The main characteristic of a classic compiler is the sequential processing of its input. The phases can be seen as a pipeline of its main components:

Lexer -> Parser -> Type Checker -> Code Generator -> Emitter

Over the last decade, expectations have increased progressively towards IDEs and tooling to provide features such as auto-completion, refactoring, code navigation, static analysis and so forth. User studies at Microsoft have shown these features must respond to input under a delay of 100 ms, otherwise they are deemed too slow. This contrasts with the compilation time of a whole project, which can take over a minute for a mid-sized solution.

To provide quick feedback in an IDE, a compiler must limit as much as possible the processing it does in real time. This means compiling the whole program at each keystroke is not an option. Instead, the compiler builds just enough information to provide an answer to the user.

Fast response time are achieved by limiting processing but also reusing old data structures as much as possible. Each time the user types in a character, every data structure in memory is considered erased. However, to increase responsiveness, everything that wasn’t modified is reused. Abstract syntax trees (AST), for example, can be reused if the source file they represent wasn’t modified.
********************
**Tasks to perform**
1) Restate the compiler passage from "Lexer -> Parser" to "a mid-sized solution.", renaming "Type Checker" to "Semantic Analyzer".
2) Name every component in the compiler pipeline that the compiler passage shows, in order.
********************
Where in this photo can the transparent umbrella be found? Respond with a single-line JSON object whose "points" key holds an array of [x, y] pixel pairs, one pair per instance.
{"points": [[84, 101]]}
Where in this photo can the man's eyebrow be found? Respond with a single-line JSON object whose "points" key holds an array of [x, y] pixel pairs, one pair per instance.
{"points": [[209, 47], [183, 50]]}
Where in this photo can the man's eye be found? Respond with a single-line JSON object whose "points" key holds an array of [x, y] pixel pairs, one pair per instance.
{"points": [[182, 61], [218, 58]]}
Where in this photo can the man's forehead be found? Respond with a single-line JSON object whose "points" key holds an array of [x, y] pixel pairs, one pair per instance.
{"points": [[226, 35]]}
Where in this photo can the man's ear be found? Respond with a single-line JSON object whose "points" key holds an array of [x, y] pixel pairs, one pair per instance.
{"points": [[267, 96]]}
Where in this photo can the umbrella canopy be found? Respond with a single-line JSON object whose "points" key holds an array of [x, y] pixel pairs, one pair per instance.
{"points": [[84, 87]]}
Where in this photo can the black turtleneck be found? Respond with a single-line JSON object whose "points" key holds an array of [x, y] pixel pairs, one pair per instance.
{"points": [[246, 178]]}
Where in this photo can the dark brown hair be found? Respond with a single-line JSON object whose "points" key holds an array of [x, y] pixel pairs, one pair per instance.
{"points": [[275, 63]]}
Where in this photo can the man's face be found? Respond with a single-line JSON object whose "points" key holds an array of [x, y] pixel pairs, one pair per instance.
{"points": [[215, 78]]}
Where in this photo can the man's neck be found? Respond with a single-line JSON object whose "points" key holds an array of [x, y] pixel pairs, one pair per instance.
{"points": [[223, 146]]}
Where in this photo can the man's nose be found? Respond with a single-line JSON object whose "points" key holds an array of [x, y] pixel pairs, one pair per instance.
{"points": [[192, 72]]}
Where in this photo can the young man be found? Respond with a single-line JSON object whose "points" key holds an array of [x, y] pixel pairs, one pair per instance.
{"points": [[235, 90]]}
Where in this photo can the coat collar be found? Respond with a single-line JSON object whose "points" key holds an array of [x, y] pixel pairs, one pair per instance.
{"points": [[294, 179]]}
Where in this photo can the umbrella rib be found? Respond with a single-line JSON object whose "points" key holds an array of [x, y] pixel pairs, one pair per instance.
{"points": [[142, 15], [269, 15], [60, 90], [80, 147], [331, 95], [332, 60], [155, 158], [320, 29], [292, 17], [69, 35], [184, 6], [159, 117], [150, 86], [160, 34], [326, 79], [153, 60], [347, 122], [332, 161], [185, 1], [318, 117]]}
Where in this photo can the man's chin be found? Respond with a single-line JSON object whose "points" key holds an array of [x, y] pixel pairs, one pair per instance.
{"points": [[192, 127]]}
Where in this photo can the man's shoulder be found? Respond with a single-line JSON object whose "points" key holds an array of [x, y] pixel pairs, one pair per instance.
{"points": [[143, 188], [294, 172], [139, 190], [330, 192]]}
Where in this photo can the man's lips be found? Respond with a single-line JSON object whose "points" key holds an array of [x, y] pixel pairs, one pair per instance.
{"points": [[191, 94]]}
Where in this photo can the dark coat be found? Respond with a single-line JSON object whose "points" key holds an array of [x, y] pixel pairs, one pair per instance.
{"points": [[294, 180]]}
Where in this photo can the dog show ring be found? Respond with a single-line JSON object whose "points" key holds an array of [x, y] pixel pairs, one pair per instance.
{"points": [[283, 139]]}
********************
**Responses by task**
1)
Lexer -> Parser -> Semantic Analyzer -> Code Generator -> Emitter

Over the last decade, expectations have increased progressively towards IDEs and tooling to provide features such as auto-completion, refactoring, code navigation, static analysis and so forth. User studies at Microsoft have shown these features must respond to input under a delay of 100 ms, otherwise they are deemed too slow. This contrasts with the compilation time of a whole project, which can take over a minute for a mid-sized solution.

2) Lexer, Parser, Type Checker, Code Generator, Emitter